- _TASK ITEM_: Give back, character for character, the line that includes "Task: check that each instance of the swirled" and all lines beneath it in the data.

- _DATA_:
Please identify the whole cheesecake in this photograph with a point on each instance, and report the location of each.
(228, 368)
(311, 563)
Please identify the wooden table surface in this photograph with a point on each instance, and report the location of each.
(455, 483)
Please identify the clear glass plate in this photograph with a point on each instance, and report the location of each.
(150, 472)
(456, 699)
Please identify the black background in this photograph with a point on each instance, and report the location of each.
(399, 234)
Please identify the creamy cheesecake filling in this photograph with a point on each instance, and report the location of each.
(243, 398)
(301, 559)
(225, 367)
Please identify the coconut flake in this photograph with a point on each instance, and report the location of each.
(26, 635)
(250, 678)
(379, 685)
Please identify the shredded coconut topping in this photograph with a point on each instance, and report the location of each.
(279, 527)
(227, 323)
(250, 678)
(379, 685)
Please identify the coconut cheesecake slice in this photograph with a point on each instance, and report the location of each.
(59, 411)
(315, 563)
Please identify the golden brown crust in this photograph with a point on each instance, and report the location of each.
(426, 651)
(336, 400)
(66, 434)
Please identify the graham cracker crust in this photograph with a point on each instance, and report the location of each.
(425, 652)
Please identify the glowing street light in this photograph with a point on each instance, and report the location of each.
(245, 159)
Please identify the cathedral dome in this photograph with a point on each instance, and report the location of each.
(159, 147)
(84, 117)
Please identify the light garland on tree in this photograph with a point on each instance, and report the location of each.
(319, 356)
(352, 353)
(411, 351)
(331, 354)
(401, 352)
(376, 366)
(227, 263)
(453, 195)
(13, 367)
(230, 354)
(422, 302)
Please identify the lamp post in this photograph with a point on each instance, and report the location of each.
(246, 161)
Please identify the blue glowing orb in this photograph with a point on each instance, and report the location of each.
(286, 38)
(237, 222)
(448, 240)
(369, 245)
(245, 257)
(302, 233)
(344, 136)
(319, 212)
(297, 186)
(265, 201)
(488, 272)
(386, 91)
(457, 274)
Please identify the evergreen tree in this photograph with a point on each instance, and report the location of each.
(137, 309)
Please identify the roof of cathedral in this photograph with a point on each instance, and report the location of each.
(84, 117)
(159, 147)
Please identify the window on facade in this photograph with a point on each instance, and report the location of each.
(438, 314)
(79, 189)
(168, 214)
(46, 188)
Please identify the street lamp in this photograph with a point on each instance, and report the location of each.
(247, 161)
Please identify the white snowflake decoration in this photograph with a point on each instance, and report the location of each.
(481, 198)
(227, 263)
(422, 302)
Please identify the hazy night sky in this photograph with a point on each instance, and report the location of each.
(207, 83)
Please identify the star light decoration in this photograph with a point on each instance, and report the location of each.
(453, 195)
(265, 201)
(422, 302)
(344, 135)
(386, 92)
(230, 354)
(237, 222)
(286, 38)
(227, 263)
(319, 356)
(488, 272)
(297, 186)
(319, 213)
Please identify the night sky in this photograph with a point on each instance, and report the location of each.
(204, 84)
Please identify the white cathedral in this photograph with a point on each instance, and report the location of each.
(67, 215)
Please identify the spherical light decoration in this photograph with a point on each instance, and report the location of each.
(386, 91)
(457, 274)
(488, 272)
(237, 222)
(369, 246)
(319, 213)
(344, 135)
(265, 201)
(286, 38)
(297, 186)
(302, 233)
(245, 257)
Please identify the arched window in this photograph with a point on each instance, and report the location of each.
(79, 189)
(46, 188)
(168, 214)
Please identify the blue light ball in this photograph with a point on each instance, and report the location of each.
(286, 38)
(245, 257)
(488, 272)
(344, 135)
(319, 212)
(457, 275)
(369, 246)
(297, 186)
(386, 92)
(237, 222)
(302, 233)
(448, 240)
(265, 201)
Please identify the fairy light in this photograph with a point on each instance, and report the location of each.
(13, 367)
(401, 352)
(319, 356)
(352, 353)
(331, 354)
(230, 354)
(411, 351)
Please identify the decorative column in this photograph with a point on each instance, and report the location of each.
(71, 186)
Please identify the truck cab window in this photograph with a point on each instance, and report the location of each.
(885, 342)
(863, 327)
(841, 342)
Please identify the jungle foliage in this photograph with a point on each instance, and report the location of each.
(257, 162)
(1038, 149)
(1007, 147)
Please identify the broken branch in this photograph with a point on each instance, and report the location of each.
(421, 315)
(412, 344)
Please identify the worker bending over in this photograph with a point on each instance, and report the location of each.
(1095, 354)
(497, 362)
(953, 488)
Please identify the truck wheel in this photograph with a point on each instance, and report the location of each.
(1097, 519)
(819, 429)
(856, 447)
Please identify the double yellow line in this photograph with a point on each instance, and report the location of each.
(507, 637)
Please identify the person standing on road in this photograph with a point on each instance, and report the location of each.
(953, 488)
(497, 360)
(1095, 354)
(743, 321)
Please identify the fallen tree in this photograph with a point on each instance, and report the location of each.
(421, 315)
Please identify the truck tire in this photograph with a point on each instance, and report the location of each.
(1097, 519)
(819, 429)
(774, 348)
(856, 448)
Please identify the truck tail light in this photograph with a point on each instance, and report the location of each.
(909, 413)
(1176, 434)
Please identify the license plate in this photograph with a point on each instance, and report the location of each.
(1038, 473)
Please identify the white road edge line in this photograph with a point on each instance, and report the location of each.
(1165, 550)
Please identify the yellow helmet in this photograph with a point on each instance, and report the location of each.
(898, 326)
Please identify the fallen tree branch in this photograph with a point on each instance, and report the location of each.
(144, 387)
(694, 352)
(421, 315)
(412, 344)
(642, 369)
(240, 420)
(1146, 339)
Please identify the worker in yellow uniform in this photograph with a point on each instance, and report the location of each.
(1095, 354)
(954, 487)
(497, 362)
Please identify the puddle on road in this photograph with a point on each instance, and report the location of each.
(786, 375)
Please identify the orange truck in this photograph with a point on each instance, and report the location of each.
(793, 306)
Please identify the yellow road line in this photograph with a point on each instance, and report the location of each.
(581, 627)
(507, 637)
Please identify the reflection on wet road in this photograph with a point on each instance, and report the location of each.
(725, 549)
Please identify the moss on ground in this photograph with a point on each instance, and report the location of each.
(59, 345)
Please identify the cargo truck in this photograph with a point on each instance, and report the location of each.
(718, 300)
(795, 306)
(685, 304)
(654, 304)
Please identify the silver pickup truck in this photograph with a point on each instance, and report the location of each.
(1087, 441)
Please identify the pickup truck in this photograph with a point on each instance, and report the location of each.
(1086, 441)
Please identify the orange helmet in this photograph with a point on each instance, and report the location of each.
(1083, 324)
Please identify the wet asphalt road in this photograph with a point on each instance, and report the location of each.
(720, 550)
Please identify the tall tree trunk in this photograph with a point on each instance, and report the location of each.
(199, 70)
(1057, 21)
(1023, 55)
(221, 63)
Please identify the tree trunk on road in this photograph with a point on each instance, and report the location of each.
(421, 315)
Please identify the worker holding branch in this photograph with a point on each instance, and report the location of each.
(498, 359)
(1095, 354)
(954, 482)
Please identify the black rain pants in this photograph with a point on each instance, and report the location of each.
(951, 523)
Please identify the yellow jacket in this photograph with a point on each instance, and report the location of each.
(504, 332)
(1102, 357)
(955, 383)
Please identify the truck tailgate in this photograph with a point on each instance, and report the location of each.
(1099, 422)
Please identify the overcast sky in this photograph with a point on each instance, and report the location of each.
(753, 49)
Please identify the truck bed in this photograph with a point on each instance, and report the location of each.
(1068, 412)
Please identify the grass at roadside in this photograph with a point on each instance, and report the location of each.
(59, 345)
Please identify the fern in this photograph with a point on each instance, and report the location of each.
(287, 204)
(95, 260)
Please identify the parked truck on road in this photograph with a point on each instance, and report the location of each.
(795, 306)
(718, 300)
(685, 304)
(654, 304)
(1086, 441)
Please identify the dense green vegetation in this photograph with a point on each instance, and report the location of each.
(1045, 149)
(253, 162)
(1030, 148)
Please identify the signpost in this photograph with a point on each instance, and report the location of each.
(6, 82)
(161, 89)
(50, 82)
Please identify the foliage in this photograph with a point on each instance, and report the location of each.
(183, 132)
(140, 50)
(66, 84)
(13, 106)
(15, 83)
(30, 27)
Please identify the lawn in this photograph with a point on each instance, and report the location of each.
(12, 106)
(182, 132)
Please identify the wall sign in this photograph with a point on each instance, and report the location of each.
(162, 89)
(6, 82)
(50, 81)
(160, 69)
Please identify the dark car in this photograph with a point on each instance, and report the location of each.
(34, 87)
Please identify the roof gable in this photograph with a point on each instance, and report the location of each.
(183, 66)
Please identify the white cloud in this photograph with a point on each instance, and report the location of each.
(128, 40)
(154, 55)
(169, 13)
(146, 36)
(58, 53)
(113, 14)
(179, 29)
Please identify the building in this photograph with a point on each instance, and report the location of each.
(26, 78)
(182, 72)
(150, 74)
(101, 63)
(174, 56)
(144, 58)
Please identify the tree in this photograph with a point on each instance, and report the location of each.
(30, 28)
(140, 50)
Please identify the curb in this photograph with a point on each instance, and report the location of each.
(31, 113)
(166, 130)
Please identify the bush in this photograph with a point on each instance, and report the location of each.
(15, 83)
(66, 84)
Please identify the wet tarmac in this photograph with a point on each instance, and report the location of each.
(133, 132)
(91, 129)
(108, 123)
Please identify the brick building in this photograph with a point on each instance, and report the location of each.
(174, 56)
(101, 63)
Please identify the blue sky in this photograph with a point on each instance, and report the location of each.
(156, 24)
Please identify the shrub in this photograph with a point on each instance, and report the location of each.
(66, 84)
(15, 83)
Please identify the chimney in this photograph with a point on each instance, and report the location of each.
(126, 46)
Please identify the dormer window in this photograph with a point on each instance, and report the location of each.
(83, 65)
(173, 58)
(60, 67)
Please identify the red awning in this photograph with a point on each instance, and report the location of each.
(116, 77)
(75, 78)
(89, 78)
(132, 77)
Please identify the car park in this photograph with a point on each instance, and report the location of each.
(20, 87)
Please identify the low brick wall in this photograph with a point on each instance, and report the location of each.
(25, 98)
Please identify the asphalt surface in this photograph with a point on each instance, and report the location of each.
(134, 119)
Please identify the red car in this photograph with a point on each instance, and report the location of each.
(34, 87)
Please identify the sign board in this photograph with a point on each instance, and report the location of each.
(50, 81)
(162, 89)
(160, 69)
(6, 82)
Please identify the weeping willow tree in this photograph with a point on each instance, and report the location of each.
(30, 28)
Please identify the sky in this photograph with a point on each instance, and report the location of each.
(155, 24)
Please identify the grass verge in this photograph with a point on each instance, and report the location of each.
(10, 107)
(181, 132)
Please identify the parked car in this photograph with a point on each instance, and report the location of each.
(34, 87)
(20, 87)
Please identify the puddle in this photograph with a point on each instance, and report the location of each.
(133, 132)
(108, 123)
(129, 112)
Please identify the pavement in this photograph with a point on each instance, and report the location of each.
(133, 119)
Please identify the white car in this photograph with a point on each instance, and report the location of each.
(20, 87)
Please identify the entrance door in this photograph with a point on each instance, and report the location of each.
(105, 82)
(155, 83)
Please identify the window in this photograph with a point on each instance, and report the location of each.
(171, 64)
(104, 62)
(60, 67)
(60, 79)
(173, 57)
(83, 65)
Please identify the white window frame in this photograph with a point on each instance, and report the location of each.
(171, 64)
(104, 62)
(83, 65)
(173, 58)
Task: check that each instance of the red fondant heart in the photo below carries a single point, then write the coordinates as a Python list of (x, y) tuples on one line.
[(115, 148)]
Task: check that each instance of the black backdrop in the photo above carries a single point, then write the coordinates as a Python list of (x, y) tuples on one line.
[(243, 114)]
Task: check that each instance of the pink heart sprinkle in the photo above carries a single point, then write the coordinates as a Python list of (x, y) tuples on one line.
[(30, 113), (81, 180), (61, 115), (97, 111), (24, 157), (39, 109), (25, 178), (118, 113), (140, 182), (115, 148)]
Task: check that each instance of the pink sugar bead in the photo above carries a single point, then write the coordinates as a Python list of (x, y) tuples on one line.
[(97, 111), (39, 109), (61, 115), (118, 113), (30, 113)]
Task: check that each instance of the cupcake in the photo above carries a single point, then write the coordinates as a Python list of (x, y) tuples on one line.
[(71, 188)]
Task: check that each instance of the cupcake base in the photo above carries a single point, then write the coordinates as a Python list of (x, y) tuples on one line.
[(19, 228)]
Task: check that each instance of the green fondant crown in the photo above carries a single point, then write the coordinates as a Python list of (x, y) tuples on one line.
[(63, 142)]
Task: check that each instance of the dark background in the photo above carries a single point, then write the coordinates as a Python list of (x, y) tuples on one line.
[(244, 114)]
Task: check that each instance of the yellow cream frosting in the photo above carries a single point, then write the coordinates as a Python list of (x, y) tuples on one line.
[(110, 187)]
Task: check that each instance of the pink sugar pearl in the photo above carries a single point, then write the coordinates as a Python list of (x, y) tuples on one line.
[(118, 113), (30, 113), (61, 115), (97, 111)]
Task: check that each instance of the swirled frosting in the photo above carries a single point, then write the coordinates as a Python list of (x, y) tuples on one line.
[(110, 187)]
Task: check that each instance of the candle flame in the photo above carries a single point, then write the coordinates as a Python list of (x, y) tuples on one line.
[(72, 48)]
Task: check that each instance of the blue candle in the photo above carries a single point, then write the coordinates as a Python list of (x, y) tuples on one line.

- _TASK RESPONSE_:
Task: check that each instance of the swirled frosting in the photo above carries a single point, then write the coordinates as a Python list of (x, y) tuples on one line.
[(110, 187)]
Task: check that each instance of the candle flame in the photo above carries a single point, then write the coordinates as a Python list of (x, y) tuples on one line.
[(72, 48)]
Task: check that each instance of the blue candle in the photo above carries a single point, then write the coordinates as a Python list of (x, y) tuples on one line.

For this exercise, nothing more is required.